Directions for this task:
Show every line of the records that contains the string "phrase". Case counts.
____ Data supplied
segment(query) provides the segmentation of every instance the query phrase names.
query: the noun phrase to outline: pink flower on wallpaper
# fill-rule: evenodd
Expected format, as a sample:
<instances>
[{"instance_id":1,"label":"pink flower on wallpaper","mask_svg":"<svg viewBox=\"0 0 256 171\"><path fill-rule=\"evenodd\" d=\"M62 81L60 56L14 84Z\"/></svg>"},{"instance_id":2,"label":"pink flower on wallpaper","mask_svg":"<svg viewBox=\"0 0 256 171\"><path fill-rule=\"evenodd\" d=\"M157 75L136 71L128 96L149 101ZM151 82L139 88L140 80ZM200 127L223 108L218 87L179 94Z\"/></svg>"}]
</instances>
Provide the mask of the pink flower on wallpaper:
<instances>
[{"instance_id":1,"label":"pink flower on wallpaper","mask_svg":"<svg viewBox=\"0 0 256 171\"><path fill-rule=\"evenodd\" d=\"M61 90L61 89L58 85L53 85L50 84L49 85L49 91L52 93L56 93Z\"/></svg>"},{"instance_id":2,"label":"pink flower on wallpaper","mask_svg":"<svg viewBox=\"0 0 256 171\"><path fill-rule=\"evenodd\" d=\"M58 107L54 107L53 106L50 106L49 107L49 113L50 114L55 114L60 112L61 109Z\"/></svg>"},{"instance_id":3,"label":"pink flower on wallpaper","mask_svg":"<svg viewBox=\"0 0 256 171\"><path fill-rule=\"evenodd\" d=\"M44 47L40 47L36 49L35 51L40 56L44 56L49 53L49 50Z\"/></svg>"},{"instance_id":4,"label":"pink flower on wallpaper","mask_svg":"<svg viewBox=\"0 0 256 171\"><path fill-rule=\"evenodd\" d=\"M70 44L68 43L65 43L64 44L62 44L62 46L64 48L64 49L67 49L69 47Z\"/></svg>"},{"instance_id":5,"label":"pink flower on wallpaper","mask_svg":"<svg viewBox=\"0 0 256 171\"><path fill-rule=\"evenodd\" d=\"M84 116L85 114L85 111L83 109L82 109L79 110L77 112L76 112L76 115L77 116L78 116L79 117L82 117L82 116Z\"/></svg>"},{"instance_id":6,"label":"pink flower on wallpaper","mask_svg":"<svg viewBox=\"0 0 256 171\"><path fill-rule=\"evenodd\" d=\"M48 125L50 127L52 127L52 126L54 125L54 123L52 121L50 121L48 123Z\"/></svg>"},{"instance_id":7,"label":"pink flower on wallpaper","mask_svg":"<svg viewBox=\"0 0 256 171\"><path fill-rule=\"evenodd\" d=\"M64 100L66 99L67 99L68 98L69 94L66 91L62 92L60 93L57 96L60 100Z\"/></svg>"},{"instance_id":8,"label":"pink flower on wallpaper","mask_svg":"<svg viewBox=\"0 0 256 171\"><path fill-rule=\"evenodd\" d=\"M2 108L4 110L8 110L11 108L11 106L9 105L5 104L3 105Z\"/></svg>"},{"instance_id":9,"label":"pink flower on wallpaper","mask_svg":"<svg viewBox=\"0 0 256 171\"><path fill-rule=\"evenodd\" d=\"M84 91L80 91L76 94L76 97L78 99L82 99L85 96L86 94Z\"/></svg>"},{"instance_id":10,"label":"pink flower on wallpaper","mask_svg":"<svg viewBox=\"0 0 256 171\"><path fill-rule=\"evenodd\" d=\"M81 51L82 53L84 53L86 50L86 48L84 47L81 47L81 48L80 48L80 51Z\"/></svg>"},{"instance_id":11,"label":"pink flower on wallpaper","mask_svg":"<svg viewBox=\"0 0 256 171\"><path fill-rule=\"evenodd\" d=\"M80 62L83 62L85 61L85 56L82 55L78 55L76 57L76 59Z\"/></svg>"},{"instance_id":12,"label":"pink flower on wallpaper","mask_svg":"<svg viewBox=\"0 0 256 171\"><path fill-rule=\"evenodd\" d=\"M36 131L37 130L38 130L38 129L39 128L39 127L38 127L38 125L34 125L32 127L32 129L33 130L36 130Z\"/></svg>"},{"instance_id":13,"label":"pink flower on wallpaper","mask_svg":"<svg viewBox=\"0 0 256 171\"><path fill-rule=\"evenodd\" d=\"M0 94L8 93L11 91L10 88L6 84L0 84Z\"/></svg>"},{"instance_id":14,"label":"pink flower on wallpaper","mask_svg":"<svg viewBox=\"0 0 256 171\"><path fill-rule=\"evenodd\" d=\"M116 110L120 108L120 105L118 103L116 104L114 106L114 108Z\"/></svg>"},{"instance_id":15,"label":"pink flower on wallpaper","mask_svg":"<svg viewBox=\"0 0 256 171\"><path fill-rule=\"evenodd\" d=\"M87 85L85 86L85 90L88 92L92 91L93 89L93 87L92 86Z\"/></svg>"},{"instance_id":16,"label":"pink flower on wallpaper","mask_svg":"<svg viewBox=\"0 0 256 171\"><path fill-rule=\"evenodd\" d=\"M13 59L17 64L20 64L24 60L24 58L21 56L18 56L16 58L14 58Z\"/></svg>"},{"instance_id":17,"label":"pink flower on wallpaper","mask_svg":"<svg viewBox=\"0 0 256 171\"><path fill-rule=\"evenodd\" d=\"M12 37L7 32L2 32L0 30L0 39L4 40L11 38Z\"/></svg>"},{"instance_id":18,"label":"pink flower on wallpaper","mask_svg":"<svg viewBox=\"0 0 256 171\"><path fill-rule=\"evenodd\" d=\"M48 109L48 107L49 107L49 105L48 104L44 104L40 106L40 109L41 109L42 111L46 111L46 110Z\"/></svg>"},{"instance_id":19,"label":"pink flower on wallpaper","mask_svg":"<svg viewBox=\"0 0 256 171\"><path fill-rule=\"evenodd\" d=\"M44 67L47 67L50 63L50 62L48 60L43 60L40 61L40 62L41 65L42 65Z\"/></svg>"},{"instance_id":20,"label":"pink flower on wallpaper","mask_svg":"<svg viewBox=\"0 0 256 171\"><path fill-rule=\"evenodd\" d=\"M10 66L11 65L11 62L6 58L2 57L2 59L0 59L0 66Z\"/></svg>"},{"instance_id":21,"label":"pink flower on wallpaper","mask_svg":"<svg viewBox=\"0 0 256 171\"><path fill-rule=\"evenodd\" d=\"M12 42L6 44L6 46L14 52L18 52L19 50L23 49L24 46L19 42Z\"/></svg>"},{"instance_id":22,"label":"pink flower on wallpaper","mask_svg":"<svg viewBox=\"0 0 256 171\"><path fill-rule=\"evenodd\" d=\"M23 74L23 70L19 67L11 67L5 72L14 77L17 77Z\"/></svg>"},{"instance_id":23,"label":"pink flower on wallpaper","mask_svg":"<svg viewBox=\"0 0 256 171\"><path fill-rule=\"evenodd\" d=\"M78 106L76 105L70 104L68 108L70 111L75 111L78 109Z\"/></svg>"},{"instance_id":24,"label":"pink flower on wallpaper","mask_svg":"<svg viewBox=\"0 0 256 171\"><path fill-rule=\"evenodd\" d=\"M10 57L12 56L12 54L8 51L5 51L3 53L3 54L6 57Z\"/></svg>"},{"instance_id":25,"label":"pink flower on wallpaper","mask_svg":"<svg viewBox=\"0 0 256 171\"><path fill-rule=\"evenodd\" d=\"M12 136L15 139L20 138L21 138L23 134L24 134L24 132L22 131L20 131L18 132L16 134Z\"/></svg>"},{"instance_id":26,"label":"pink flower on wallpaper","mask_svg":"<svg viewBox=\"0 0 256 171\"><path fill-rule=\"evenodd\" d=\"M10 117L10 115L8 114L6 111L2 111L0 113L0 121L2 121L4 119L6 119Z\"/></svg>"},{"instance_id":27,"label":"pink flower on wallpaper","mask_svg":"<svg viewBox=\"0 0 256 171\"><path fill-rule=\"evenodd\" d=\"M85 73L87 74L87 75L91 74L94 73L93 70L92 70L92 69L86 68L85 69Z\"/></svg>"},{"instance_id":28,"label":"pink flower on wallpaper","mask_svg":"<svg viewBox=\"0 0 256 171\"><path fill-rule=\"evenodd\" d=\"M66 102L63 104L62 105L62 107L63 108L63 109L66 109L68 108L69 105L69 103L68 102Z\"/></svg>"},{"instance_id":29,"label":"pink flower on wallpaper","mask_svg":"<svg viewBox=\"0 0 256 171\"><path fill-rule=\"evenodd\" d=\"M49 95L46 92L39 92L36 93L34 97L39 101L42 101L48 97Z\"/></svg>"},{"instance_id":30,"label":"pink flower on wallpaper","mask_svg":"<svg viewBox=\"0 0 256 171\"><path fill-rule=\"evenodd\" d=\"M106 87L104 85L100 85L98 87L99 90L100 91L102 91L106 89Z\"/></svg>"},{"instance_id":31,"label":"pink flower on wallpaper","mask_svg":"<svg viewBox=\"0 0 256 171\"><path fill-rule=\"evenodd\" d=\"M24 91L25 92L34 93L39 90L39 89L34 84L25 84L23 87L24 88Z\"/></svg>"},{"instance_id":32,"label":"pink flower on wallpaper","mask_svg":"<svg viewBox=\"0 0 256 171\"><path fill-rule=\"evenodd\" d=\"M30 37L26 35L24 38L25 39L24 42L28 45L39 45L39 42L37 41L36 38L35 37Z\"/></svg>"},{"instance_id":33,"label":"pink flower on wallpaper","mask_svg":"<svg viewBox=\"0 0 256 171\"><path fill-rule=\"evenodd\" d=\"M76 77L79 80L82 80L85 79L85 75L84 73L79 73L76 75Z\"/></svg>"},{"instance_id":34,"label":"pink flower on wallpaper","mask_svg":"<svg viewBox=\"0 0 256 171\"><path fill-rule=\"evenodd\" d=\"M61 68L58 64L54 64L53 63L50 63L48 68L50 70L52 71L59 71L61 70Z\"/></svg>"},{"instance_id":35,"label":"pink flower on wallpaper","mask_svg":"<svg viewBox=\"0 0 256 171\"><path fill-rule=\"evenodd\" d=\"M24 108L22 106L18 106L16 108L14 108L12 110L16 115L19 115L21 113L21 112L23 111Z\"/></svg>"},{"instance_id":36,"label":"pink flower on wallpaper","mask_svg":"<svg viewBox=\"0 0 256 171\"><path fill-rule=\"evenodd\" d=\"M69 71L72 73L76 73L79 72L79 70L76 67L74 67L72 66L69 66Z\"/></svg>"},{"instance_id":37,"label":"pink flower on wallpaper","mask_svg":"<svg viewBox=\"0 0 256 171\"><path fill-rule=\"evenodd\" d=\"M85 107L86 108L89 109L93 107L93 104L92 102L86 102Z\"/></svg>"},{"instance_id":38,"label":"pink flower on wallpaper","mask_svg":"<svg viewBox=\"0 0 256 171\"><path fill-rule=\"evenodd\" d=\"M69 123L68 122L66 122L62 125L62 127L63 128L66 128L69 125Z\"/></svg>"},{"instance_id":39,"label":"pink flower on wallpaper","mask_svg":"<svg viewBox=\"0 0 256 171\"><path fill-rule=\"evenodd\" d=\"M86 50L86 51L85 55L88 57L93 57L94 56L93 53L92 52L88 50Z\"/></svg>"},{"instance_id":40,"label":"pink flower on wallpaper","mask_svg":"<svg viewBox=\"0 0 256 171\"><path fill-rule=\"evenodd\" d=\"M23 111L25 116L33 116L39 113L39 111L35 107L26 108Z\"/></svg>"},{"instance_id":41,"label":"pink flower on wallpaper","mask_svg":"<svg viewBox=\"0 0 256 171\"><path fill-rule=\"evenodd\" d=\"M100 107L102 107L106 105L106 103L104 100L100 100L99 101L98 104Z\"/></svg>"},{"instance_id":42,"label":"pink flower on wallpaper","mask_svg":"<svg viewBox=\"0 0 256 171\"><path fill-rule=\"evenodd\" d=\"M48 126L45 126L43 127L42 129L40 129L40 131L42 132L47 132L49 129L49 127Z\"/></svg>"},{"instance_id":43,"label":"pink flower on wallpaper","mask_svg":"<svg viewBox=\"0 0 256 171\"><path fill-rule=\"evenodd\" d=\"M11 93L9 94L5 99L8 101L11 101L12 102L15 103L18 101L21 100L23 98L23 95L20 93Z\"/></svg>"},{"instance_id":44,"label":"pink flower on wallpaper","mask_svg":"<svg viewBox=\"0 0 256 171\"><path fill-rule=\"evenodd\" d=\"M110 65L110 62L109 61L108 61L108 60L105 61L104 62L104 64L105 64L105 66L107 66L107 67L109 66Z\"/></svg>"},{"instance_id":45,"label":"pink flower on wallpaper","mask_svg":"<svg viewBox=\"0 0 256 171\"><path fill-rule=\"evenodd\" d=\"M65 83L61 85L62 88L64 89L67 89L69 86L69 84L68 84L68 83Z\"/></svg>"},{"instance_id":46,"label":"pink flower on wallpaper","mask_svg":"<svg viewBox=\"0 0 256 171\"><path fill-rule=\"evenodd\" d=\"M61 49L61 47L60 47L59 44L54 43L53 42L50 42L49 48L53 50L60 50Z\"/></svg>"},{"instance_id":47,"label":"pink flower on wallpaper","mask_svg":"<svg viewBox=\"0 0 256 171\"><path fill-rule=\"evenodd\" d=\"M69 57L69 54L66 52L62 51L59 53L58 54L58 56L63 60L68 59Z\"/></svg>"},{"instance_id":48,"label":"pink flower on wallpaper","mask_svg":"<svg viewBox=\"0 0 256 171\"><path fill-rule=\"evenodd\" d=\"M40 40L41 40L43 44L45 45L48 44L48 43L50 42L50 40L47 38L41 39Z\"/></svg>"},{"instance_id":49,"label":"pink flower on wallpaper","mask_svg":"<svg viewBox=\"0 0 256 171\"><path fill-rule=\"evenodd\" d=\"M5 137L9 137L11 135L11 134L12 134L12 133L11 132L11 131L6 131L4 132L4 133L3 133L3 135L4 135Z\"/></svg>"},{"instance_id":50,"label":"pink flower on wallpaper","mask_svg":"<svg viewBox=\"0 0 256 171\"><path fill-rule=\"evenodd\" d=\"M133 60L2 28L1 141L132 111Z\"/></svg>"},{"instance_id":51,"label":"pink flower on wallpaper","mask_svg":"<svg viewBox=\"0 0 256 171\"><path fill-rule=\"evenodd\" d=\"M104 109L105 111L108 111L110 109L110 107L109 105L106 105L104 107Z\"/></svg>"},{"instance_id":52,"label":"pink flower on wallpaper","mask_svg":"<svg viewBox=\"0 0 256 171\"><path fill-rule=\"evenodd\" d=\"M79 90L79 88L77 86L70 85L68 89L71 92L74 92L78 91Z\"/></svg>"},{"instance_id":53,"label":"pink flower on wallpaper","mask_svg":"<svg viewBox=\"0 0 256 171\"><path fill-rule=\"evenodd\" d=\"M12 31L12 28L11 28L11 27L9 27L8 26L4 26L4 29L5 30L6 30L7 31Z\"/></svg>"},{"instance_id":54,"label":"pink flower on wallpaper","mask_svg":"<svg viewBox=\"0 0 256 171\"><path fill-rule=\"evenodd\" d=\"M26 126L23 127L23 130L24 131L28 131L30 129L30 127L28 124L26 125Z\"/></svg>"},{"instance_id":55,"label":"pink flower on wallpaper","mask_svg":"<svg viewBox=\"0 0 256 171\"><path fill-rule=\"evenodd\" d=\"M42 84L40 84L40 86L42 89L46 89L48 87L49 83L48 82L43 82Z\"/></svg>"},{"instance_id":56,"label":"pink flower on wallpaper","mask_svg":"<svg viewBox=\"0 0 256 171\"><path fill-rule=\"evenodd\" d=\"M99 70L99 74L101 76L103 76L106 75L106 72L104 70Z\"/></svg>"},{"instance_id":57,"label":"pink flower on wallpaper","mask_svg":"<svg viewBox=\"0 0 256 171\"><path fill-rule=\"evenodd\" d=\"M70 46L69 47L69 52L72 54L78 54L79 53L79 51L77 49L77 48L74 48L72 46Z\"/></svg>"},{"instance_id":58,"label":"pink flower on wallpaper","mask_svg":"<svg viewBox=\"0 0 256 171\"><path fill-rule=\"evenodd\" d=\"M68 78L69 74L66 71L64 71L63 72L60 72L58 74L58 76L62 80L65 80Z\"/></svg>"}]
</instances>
________
The reply:
segment(query) provides the segmentation of every instance the query phrase names.
query: the noun phrase to outline: pink flower on wallpaper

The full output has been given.